• [What is required]:
Pick out and copy every line in the rows below that contains the word "blue". Uppercase and lowercase letters count as different.

## begin Supplied data

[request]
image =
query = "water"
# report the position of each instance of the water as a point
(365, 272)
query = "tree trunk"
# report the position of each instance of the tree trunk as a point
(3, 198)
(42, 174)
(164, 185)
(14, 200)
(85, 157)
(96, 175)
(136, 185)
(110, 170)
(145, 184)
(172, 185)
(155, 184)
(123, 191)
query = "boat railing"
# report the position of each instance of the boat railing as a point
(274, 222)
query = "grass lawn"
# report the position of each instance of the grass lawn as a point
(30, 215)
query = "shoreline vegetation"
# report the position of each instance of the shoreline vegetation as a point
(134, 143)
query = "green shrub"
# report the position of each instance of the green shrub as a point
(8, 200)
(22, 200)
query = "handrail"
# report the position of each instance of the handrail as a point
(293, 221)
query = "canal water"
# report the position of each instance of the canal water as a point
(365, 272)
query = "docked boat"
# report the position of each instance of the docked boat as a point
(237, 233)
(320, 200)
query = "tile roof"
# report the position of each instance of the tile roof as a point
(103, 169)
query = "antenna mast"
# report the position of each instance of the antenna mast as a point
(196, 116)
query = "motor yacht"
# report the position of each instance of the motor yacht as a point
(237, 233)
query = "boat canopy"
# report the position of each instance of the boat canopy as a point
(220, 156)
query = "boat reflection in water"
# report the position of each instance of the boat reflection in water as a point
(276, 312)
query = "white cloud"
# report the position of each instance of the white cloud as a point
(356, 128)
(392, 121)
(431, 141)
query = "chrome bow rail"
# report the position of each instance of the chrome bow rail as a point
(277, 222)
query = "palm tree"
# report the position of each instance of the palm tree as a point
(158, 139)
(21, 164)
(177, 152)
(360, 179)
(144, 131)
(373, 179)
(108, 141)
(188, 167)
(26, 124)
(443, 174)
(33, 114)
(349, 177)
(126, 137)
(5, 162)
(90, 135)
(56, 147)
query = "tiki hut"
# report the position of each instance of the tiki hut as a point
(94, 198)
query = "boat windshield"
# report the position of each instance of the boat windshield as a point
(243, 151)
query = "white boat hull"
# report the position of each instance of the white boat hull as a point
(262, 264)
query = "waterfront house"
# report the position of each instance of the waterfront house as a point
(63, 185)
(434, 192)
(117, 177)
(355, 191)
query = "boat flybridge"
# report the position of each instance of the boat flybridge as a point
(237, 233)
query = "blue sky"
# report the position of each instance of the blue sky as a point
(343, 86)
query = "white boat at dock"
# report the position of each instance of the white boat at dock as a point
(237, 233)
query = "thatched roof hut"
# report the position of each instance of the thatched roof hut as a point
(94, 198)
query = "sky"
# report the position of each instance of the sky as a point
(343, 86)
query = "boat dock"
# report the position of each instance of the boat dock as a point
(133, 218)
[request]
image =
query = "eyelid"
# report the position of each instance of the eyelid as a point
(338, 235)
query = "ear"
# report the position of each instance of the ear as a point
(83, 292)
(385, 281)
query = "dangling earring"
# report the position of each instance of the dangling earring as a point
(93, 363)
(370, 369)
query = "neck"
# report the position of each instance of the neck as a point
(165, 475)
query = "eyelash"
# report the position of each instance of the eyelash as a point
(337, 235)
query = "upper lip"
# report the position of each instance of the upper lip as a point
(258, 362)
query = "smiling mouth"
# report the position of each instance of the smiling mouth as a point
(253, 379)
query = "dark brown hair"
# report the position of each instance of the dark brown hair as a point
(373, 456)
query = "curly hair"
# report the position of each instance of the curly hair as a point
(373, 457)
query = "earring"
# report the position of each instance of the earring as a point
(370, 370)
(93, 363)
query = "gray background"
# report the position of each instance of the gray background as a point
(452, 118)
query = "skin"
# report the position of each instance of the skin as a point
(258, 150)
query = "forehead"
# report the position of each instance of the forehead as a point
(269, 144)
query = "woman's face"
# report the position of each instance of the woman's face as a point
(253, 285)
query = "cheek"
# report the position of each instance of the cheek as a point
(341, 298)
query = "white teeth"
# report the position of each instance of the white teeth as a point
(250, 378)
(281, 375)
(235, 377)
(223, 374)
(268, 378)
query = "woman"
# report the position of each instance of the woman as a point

## end Supplied data

• [Output below]:
query = "blue sky"
# report the position of each instance of the blue sky as a point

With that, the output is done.